===== Data provided =====

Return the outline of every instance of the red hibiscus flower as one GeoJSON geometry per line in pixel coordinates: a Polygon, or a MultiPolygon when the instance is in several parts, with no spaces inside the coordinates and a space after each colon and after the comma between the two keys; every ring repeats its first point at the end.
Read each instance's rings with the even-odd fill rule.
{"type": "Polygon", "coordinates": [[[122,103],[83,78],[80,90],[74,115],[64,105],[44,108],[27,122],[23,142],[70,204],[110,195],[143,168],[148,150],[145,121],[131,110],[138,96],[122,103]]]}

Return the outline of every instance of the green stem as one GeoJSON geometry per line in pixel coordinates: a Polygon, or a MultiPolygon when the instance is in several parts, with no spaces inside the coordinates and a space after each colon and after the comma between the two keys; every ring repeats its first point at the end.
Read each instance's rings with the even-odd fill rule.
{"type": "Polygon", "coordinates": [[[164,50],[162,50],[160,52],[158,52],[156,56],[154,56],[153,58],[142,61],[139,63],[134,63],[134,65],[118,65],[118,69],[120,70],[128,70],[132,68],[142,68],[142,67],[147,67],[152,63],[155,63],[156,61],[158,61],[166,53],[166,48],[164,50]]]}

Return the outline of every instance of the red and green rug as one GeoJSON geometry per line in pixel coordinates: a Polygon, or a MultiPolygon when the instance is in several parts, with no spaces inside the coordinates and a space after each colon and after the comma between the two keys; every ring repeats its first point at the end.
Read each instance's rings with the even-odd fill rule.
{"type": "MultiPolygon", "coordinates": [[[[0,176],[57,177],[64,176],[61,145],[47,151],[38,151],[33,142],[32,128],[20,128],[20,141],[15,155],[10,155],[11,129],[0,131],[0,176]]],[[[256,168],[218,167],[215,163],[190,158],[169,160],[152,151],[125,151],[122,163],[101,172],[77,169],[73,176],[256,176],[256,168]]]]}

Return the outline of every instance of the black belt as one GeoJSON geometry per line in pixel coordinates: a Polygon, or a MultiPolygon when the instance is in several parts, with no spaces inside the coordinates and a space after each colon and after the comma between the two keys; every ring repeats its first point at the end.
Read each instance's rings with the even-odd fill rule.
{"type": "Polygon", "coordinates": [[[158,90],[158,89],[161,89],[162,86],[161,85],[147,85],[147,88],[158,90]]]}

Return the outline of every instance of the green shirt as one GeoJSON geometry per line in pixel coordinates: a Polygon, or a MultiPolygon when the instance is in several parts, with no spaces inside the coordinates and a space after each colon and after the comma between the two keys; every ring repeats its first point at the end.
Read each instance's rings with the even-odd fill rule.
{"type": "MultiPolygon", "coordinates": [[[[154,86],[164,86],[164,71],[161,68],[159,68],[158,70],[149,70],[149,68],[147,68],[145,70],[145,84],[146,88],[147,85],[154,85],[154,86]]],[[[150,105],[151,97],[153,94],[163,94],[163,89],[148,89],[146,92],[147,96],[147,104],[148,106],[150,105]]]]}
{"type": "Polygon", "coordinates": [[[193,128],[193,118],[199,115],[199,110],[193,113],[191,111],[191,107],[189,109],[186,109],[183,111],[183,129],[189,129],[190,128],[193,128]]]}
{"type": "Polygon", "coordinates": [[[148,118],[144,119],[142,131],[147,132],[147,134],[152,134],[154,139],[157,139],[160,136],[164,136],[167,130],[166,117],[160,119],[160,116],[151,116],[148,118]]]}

=====

To do ▸
Locate each line of the listing above that contains the string "green" and copy those lines out. Case counts.

Task result ▸
Return the outline of every instance of the green stem as one GeoJSON geometry per line in pixel coordinates: a Polygon, or a MultiPolygon when the instance is in several parts, with no spaces inside the coordinates and a space after each colon and after the comma between the two keys; every ring repeats its first point at the end.
Return the outline of every instance of the red and green rug as one GeoJSON geometry per line in pixel coordinates: a Polygon, or a MultiPolygon when the instance is in several parts, with no spaces inside the coordinates and a space after each colon and after the comma between the two keys; every ring repeats its first point at the end.
Return the outline of every instance of the green shirt as one GeoJSON geometry per line in pixel coordinates: a Polygon, or a MultiPolygon when the instance is in several parts, with no spaces inside the coordinates and a space after each colon and after the comma between the two keys; every ring repeats its first point at the end.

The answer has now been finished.